- PROBLEM TO WORK ON -
Please extract every line in the entries below that contains the string "wine", treating uppercase and lowercase as different.

Data lines:
+---+

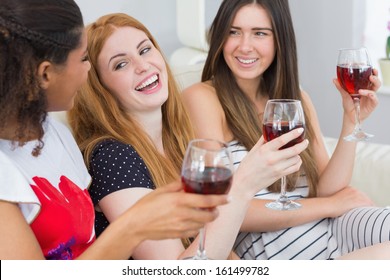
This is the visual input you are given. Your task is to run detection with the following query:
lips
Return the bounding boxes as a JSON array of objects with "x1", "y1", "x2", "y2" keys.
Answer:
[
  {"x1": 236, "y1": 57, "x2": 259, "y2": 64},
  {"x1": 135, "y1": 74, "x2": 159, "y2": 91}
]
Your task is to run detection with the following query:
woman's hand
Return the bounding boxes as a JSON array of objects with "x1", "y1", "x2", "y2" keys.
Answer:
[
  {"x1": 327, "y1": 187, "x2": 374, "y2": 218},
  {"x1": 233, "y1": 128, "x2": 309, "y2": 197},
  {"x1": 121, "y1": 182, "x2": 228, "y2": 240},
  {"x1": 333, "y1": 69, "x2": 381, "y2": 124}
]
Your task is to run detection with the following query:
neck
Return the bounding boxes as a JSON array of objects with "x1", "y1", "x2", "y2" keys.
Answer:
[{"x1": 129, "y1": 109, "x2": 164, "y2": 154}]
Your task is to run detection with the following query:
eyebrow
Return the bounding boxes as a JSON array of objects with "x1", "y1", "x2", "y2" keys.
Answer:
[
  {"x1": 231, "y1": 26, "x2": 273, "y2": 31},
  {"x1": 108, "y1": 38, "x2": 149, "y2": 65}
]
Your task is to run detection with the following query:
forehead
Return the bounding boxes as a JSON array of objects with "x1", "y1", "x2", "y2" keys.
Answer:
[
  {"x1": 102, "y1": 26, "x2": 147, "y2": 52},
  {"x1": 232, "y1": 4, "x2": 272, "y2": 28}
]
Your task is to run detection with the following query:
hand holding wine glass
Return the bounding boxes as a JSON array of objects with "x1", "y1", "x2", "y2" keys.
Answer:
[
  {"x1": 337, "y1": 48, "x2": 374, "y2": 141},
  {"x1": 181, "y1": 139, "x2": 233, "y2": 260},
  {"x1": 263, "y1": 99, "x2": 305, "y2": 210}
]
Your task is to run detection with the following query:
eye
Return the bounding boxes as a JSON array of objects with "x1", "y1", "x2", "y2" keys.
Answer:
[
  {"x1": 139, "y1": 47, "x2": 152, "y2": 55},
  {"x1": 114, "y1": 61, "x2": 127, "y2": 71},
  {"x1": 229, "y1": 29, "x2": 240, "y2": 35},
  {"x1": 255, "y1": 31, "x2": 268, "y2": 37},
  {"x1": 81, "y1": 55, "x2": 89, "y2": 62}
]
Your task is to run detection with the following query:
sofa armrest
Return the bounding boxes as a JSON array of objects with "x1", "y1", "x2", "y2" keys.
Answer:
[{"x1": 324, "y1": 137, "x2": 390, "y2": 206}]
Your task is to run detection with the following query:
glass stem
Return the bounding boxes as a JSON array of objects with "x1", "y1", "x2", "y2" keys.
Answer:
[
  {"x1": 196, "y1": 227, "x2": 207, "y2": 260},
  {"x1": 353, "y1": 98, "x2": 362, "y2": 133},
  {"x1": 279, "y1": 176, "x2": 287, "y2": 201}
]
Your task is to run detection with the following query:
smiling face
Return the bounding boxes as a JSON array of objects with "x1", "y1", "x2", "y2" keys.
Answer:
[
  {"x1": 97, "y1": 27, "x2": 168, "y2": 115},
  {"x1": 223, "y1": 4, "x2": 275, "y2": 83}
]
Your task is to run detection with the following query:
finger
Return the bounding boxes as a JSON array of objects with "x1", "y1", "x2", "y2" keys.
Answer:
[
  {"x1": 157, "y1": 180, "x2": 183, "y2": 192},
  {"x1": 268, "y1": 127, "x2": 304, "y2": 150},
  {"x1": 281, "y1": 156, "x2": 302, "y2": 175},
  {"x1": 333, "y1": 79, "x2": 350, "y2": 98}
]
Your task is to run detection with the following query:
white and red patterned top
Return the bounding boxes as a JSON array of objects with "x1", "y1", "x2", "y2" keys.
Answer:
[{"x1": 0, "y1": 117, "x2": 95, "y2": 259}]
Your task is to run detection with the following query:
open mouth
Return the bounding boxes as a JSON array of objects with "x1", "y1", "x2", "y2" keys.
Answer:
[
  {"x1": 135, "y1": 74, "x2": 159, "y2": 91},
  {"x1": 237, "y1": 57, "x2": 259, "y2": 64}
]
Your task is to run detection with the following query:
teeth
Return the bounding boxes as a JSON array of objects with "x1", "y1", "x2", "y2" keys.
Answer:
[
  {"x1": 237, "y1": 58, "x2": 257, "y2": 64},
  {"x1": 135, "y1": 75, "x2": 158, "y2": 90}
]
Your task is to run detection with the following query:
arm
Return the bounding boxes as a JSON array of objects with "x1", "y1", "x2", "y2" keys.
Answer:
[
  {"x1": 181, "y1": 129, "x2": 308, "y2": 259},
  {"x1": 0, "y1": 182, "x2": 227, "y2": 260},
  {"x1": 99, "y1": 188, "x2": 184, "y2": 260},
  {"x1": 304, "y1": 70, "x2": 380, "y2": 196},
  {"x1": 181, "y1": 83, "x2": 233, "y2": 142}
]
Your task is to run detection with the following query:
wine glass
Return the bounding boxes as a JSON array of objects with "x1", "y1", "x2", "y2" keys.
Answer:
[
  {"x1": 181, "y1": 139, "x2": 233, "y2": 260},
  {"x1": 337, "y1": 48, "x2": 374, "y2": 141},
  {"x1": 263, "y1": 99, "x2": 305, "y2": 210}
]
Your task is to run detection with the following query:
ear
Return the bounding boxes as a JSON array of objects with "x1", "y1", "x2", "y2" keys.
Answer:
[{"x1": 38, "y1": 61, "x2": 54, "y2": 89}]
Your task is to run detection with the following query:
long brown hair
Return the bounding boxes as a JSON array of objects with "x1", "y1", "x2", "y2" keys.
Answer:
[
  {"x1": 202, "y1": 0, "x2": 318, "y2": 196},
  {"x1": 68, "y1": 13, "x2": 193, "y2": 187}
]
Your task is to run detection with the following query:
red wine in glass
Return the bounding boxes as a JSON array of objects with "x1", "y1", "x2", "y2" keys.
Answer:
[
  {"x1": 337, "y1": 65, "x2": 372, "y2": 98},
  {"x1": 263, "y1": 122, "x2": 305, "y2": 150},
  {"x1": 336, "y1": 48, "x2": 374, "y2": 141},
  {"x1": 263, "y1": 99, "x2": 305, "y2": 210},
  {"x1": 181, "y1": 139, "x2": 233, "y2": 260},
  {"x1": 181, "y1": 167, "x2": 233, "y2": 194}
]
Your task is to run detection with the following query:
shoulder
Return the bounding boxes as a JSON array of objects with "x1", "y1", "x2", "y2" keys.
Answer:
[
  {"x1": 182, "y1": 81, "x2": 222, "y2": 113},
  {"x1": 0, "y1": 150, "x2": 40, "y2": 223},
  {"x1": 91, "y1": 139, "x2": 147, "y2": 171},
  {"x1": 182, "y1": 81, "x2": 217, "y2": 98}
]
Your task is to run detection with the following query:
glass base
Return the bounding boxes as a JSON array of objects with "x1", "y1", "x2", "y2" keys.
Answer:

+---+

- RESULT OF THIS TASK -
hand holding wine glass
wine glass
red wine in glass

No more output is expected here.